§ **Check your understanding**
[1] According to the passage on habits and eating disorders, in which journal were the new findings published?
[2] Extend the passage on habits and eating disorders, starting after its final sentence.

§ **Given passage**
★ ★ ★ ★
Posted on by Lawrence Tabak, D.D.S., Ph.D.
Anyone who has ever had a bad habit knows how vexingly difficult breaking it can be. The reason is the repeated action, initially linked to some type of real or perceived reward, over time changes the way our very brains are wired to work. The bad habit becomes automatic, even when the action does us harm or we no longer wish to do it.
Now an intriguing new study shows that the same bundled nerve fibers, or brain circuits, involved in habit formation also can go awry in people with eating disorders. The findings may help to explain why eating disorders are so often resistant to will power alone. They also may help to point the way to improved approaches to treating eating disorders, suggesting strategies that adjust the actual brain circuitry in helpful ways.
These latest findings, published in the journal Science Translational Medicine, come from the NIH-supported Casey Halpern, University of Pennsylvania’s Perelman School of Medicine, Philadelphia, and Cara Bohon, Stanford University School of Medicine, Stanford, CA .
Halpern, Bohon, and colleagues were interested in a growing body of evidence linking habitual behaviors to mental health conditions, most notably substance use disorders and addictions. But what especially intrigued them was recent evidence also suggesting a possible role for habitual behaviors in the emergence of eating disorders.
To look deeper into the complex circuitry underlying habit formation and any changes there that might be associated with eating disorders, they took advantage of a vast collection of data from the NIH-funded Human Connectome Project (HCP). It was completed several years ago and now serves as a valuable online resource for researchers.
The HCP offers a detailed wiring map of a normal human brain. It describes all the structural and functional neural connections based on careful analyses of hundreds of high-resolution brain scans. These connections are then layered with genetic, behavioral, and other types of data. This incredible map now allows researchers to explore and sometimes uncover the roots of neurological and mental health conditions within the brain’s many trillions of connections.
★ ★ ★ ★
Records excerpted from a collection
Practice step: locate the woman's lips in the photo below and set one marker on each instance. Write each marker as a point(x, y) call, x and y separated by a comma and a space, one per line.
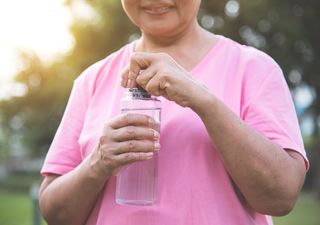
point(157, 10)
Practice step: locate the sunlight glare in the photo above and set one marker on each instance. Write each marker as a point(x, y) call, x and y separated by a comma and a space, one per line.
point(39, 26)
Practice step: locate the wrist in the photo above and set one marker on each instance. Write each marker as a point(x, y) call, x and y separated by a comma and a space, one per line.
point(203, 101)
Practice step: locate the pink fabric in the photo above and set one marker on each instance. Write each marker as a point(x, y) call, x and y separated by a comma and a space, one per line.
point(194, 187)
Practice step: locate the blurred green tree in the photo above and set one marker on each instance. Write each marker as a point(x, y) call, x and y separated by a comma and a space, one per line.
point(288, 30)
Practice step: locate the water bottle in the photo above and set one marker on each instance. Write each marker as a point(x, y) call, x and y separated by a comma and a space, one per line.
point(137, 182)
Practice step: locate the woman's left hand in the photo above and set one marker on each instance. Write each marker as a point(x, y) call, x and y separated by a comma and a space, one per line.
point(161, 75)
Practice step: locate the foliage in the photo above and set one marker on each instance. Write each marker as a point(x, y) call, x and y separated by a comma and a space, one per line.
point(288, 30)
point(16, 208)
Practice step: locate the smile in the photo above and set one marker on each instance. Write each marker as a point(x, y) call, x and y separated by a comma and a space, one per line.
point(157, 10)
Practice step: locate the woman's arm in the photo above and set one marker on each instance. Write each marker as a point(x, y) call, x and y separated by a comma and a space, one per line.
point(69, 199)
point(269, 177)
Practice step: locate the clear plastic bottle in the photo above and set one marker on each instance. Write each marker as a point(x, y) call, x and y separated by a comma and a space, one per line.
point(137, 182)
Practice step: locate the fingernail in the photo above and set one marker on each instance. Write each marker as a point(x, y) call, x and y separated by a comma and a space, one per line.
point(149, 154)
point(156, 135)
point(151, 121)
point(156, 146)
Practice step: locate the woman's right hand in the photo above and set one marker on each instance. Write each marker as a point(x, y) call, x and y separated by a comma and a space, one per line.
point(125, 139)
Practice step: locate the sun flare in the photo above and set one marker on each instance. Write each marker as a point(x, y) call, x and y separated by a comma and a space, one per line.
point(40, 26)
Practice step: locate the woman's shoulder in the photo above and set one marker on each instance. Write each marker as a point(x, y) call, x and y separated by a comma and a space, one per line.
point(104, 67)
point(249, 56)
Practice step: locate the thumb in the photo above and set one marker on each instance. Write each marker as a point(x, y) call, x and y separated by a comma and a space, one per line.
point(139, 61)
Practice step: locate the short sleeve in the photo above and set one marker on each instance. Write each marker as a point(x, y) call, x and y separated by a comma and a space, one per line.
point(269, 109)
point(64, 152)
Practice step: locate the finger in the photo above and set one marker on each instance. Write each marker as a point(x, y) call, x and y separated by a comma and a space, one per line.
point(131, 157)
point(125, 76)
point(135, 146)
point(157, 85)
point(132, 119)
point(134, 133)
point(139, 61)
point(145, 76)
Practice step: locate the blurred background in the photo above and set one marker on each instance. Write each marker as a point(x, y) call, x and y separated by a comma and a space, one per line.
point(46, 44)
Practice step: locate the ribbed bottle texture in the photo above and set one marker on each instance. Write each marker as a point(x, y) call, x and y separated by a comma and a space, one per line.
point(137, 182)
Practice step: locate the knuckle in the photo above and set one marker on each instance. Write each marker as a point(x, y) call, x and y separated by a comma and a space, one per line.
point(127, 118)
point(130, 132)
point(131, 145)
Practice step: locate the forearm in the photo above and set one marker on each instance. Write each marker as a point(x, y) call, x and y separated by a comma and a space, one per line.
★ ★ ★ ★
§ **Answers given**
[1] Science Translational Medicine

[2]
In the new study, Halpern, Bohon, and colleagues did just that. First, they used sophisticated mapping methods in 178 brain scans from the HCP data to locate key portions of a brain region called the striatum, which is thought to be involved in habit formation. What they really wanted to know was whether circuits operating within the striatum were altered in some way in people with binge eating disorder or bulimia nervosa.
To find out, the researchers recruited 34 women who have an eating disorder and, with their consent, imaged their brains using a variety of techniques. Twenty-one participants were diagnosed with binge eating disorder, and 13 had bulimia nervosa. For comparison purposes, the researchers looked at the same brain circuits in 19 healthy volunteers.
The two groups were otherwise similar in terms of their ages, weights, and other features. But the researchers suspected they might find differences between the healthy group and those with an eating disorder in brain circuits known to have links to habitual behaviors. And, indeed, they did.
In comparison to a “typical” brain, those from people with an eating disorder showed striking changes in the connectivity of a portion of the striatum known as the putamen. That’s especially notable because the putamen is known for its role in learning and movement control, including reward, thinking, and addiction. What’s more, those observed changes in the brain’s connections and circuitry in this key brain area were more evident in people whose eating disorder symptoms and emotional eating were more frequent and severe.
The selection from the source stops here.